┌──

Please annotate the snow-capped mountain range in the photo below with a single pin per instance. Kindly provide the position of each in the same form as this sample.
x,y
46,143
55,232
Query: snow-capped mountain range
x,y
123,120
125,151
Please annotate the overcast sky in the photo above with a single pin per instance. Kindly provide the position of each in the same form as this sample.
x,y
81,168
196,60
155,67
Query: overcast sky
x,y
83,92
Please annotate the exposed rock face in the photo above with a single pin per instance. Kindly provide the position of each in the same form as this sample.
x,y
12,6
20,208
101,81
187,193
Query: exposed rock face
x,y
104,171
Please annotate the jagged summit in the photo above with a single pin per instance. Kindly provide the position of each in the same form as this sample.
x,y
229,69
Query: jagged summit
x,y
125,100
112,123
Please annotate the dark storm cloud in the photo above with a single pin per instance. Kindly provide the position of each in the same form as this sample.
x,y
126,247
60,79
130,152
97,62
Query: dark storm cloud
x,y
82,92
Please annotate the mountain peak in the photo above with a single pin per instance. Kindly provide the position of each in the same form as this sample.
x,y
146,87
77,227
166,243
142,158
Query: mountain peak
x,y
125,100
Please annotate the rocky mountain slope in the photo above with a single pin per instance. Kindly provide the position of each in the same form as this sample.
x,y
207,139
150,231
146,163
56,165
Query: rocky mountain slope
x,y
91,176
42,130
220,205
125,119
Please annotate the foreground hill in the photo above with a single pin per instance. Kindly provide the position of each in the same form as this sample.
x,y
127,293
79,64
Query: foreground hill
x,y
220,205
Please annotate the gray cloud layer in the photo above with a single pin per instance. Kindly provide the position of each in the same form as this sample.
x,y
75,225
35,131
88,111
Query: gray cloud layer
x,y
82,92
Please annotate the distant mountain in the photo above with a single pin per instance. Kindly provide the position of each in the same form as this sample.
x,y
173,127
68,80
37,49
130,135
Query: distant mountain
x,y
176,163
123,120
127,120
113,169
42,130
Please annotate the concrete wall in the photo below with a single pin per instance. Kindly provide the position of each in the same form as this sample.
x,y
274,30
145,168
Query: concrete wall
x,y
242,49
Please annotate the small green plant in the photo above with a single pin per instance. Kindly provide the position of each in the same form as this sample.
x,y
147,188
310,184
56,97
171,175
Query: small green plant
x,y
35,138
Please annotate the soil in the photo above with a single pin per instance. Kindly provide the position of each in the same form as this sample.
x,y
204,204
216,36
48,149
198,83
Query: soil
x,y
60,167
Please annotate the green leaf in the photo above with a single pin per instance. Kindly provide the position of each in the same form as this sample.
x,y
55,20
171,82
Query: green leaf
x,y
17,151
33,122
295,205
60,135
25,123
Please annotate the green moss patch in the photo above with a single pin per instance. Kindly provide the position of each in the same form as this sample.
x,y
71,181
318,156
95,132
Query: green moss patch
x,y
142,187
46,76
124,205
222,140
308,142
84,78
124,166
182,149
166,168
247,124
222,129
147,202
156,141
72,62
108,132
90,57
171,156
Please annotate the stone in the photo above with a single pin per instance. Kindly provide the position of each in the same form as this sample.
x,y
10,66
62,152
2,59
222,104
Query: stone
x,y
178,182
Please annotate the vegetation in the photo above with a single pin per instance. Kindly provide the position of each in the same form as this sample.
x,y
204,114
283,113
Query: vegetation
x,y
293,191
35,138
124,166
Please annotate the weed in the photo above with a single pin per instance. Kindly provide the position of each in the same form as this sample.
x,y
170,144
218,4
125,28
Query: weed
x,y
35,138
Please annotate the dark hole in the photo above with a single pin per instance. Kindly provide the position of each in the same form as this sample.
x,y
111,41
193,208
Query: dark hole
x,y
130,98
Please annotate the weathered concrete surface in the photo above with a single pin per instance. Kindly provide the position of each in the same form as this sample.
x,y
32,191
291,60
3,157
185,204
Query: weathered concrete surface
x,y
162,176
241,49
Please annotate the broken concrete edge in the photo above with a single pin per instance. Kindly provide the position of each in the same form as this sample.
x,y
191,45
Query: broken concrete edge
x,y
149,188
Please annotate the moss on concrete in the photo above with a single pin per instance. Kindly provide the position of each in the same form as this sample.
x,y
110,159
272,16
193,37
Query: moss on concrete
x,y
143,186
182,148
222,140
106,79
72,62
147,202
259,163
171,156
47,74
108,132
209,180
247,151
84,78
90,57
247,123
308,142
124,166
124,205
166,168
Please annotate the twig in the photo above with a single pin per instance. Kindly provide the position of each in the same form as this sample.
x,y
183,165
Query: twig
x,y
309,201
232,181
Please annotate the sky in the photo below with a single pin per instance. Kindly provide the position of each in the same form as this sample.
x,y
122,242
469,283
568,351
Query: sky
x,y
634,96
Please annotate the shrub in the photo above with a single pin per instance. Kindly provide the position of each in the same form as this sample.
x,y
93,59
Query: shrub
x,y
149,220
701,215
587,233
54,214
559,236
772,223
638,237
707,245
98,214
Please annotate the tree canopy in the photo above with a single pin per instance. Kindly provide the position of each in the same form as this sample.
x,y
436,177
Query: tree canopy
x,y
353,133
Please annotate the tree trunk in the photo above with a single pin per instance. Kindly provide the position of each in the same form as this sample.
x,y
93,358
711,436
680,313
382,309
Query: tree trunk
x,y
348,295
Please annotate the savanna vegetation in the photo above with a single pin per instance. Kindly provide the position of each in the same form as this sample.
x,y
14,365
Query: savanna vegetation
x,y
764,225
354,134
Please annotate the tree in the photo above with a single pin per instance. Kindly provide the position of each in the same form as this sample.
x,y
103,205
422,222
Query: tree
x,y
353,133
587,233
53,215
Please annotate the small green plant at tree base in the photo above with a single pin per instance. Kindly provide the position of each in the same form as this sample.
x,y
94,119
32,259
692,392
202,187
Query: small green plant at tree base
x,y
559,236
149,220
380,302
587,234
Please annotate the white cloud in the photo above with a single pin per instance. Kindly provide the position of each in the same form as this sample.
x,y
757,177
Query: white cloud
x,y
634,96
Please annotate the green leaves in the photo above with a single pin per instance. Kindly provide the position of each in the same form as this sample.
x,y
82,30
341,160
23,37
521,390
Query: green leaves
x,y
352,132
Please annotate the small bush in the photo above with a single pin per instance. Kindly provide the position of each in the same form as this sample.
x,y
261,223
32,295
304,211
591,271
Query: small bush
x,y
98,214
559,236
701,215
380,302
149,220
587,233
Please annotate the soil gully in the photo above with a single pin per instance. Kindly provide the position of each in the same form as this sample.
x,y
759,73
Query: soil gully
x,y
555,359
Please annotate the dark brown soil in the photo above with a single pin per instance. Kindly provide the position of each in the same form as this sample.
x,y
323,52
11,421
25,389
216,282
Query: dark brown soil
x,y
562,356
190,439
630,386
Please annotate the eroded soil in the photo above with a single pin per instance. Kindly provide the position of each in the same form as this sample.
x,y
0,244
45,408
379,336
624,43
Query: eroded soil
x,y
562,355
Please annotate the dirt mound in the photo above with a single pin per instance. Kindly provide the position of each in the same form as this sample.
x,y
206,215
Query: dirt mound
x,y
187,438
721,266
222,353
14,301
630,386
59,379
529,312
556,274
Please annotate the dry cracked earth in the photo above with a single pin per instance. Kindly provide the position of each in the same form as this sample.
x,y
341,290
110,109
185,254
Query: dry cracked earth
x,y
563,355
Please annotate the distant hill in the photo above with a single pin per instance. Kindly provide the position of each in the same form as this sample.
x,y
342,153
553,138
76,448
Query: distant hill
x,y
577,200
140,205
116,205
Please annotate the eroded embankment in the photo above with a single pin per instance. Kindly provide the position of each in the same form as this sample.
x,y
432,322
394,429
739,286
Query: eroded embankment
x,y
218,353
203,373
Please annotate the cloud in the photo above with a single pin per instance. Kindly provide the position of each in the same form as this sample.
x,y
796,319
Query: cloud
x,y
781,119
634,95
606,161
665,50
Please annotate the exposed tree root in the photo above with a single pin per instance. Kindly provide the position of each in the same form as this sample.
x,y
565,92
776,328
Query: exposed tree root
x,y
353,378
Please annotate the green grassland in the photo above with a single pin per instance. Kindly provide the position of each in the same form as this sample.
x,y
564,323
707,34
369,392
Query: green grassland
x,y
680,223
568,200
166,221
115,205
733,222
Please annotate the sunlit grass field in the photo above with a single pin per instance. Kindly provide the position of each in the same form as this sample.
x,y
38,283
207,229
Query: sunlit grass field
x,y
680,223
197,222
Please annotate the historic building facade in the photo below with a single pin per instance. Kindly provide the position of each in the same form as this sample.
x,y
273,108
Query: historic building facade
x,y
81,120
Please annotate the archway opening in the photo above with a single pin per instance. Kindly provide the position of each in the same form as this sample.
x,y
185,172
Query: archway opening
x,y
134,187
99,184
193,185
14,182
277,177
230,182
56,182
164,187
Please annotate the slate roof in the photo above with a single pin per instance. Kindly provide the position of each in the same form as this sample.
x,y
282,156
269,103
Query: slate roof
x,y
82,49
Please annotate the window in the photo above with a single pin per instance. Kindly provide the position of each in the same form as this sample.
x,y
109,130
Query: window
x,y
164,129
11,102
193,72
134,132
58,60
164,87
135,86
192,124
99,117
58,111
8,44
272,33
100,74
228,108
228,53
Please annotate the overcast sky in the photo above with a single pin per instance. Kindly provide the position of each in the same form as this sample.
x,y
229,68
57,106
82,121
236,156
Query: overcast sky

└──

- What to produce:
Through the last line of the entries above, beginning at the line containing "Please annotate the sunlit", transcribe each line exactly, both ends included and nothing more.

- The completed task:
Please annotate the sunlit grass field in the photo above with a single pin per instance. Kindly provide the position of each in the same form as this sample.
x,y
38,283
207,229
Query: sunlit grass field
x,y
680,223
197,222
Please annotate the historic building facade in the photo below with a single pin per instance. Kindly provide the position of each in the same form as this sample.
x,y
273,108
Query: historic building facade
x,y
81,120
Please annotate the archway opening in the photo above with a single pin per instance. Kindly provide the position of each in the same form as this sample.
x,y
185,172
Query: archway opening
x,y
134,187
99,184
193,185
14,182
277,177
230,182
56,182
164,187
Please annotate the slate roof in the photo above with a single pin per instance. Kindly provide the position of each in the same form as this sample.
x,y
282,156
269,103
Query: slate roof
x,y
82,49
Please annotate the window in the photo above with a single pin per instance. Kindly provide the position of each in the same form as this sample.
x,y
109,130
Query: window
x,y
164,129
11,102
193,72
134,132
58,60
164,87
135,86
192,124
99,117
58,111
8,44
272,33
100,74
228,108
228,53
Please annotate the overcast sky in the photo above with a single pin per instance. Kindly provide the position of each in the same form as this sample.
x,y
229,68
57,106
82,121
236,156
Query: overcast sky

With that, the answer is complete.